_Written problem:_
Output every line of the items below as a numbered list, skipping blank lines. Leave the pictures out of your answer.

[Outline entries for labeled areas]
···

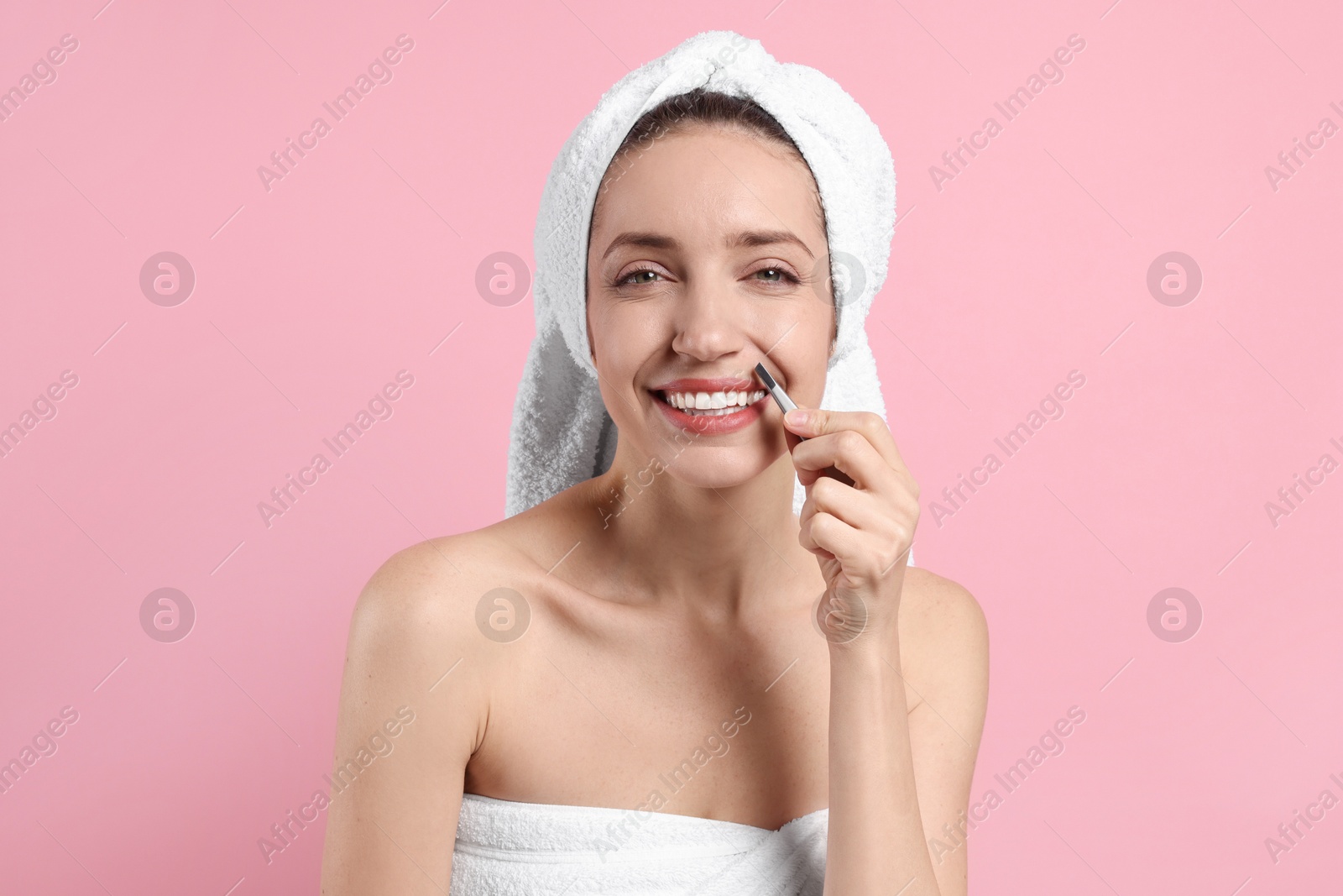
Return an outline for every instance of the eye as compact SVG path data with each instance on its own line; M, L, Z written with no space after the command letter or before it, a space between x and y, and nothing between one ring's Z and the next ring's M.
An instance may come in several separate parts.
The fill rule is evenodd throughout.
M615 281L616 286L639 286L643 283L653 283L659 279L662 274L653 270L651 267L641 267L638 270L631 270L629 274Z
M766 283L796 283L796 282L800 282L792 274L792 271L788 271L788 270L786 270L783 267L775 267L775 266L761 267L760 270L755 271L755 274L752 274L752 277L755 277L756 279L759 279L761 282L766 282Z

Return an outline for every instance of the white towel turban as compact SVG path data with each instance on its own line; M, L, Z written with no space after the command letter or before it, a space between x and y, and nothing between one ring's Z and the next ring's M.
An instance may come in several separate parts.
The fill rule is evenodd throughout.
M886 278L896 220L890 148L861 106L815 69L775 62L732 31L696 35L620 78L560 150L536 220L536 339L518 386L505 513L513 516L610 469L616 430L587 340L587 247L602 177L634 122L697 87L749 97L792 137L821 191L838 334L821 407L886 407L864 321ZM804 492L794 488L794 513Z

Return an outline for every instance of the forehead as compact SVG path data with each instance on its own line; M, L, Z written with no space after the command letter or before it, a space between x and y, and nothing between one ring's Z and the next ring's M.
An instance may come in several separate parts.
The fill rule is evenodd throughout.
M611 163L598 192L592 242L626 230L713 239L786 228L825 246L815 179L788 148L737 129L692 126Z

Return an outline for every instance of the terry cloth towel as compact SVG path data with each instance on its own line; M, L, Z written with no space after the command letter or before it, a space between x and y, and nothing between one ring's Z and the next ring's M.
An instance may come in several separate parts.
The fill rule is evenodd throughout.
M755 99L788 132L826 212L838 334L821 406L886 416L864 321L886 278L896 173L877 126L834 81L780 63L759 40L708 31L620 78L565 141L541 193L533 253L536 339L513 408L505 514L604 473L616 430L587 341L587 242L602 176L634 122L667 97L705 87ZM804 492L794 488L794 513Z
M449 896L821 896L829 818L767 830L463 794Z

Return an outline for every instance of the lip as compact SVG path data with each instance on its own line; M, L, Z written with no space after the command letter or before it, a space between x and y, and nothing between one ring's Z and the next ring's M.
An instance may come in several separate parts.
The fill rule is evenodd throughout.
M757 402L752 402L743 410L733 414L723 414L714 416L694 416L686 414L678 407L673 407L658 398L657 392L740 392L740 391L757 391L764 387L755 379L741 379L739 376L727 376L716 379L678 379L667 380L657 387L649 390L653 395L653 400L657 403L662 415L666 416L667 422L672 423L678 430L690 430L698 435L723 435L725 433L736 433L743 430L761 416L764 416L764 406L770 403L770 395L766 394Z
M755 379L741 379L740 376L720 376L717 379L680 379L667 380L661 386L650 387L654 392L740 392L743 390L751 390L752 392L759 388L759 380Z

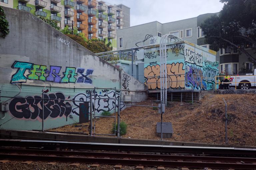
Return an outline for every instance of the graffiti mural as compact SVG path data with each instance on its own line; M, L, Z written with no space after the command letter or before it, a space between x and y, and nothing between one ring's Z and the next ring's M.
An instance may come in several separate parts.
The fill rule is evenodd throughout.
M183 68L182 63L173 63L167 65L167 74L170 80L170 83L167 85L167 88L184 88L185 85L185 75L177 74L184 74L185 69ZM160 65L149 65L144 68L144 76L147 79L148 87L149 89L160 89L160 88L159 78L160 76ZM172 81L183 81L175 82ZM145 84L146 84L145 83Z
M26 83L27 79L59 83L92 83L92 81L88 76L92 74L93 69L87 69L84 73L85 68L76 69L75 67L67 67L65 71L62 73L62 76L61 77L60 74L61 67L58 66L50 66L48 70L45 65L15 61L12 68L16 69L17 70L12 76L11 84ZM27 70L29 74L24 75Z
M70 98L69 96L67 99ZM68 116L72 110L69 102L62 100L67 99L61 93L44 94L43 105L42 96L27 96L25 98L14 98L10 103L10 112L16 118L42 119L43 106L44 119L49 117L55 118L63 115Z

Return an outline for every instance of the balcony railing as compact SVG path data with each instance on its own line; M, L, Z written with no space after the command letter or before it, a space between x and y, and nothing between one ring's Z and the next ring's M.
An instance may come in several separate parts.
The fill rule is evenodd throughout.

···

_Reply to the exercise:_
1. Return an outline for every instance of the eye as compact SVG path data with each instance on its own line; M, L, Z written with no space after the command letter or before it, a space between x and y, and nothing between one ring's Z and the next ring's M.
2. An instance may come in several separate parts.
3. The fill rule is evenodd throughout.
4. M615 281L616 286L639 286L643 283L653 283L659 279L662 274L653 270L651 267L641 267L638 270L631 270L629 274Z
5. M766 283L796 283L796 282L800 282L792 274L792 271L788 271L788 270L786 270L783 267L775 267L775 266L761 267L760 270L755 271L755 274L752 274L752 277L755 277L756 279L759 279L761 282L766 282Z
6. Return an outline for every instance of the white towel turban as compact SVG path data with each instance on its own line; M, L, Z written with no space after the command letter or before it, a space between x and y, and nothing between one ring's Z and the next ring's M.
7. An instance may come in several separate parts.
8. The fill rule is evenodd throughout.
9. M886 278L896 220L890 148L861 106L815 69L775 62L732 31L696 35L620 78L560 150L536 220L536 339L518 386L505 513L513 516L610 469L616 430L587 340L587 247L602 177L634 122L697 87L749 97L792 137L821 191L838 334L821 407L886 407L864 321ZM804 492L794 488L794 513Z
10. Return an outline for every instance of the forehead as compact SVG path data with each instance on its own line; M, L, Z written with no space after the command letter or before it, a space between x and y, and nothing between one ring's Z and the next ring's M.
11. An instance may come in several separate parts.
12. The fill rule is evenodd throughout.
13. M611 163L598 192L592 242L626 230L713 239L786 228L825 246L815 179L788 148L737 129L692 126Z
14. Return an outline for every instance of the terry cloth towel as compact SVG path data with each instance on its own line; M, L, Z written with no space after the command letter or before it, a space between x and y, and nothing between one ring's Z and the next ring's M.
15. An instance may come in several separate parts.
16. The fill rule is evenodd throughout.
17. M755 99L788 132L826 212L838 334L821 406L886 416L864 321L886 278L896 173L877 126L834 81L780 63L759 40L708 31L620 78L565 141L541 193L533 253L536 339L513 408L505 514L604 473L616 430L587 341L587 242L602 176L634 122L667 97L705 87ZM804 492L794 488L794 513Z
18. M449 896L821 896L829 818L767 830L463 794Z
19. Return an outline for every instance of the lip as compact SVG path data with each instance on its own line; M, L, Z written with no space after the command letter or before it, a space between x and y, and nothing between one ring's Z and the next ring's M.
20. An instance may come in several separate parts.
21. The fill rule is evenodd throughout.
22. M757 402L752 402L743 410L733 414L723 414L714 416L694 416L686 414L678 407L673 407L658 398L657 392L740 392L740 391L757 391L764 387L755 379L741 379L739 376L727 376L716 379L678 379L667 380L657 387L649 390L653 395L653 400L657 403L662 415L666 416L667 422L672 423L678 430L690 430L698 435L723 435L725 433L736 433L743 430L761 416L764 416L764 406L770 403L770 395L766 394Z
23. M755 379L741 379L740 376L720 376L717 379L680 379L667 380L661 386L650 387L654 392L740 392L743 390L751 390L752 392L759 388L759 380Z
24. Return an outline for every instance of the graffiti mural as compact SVG path data with each instance on its own line; M, L, Z written with no space after the command letter or before it, a space between x and y, and nothing between one ring's Z and the next ring's M.
25. An instance may come in several separate parts.
26. The fill rule is evenodd throughout.
27. M183 68L182 63L173 63L167 65L167 74L170 80L170 83L167 85L167 88L184 88L185 85L185 75L177 74L184 74L185 69ZM160 65L149 65L144 68L144 76L147 79L148 87L149 89L160 89L160 88L159 78L160 76ZM172 81L183 81L175 82ZM145 84L146 84L145 83Z
28. M26 83L27 79L59 83L92 83L92 81L88 76L92 74L93 69L87 69L84 73L85 68L76 69L75 67L67 67L65 71L62 73L62 76L61 77L60 74L61 67L58 66L50 66L48 70L45 65L15 61L12 68L16 69L17 70L12 76L11 84ZM27 70L29 74L24 75Z
29. M70 98L69 96L67 99ZM68 116L72 110L69 102L62 100L67 99L61 93L44 94L43 105L42 96L27 96L25 98L14 98L10 103L10 112L16 118L42 119L43 106L44 119L49 117L55 118L63 115Z
30. Return an outline for every instance of the balcony railing as compact SVG path data with each instance on its own line; M, L, Z written with no space after the command letter or before it, a space between x and y, and nothing between one ring's Z and the next ring's M.
31. An instance may come in several separate parts.
32. The fill rule is evenodd throughout.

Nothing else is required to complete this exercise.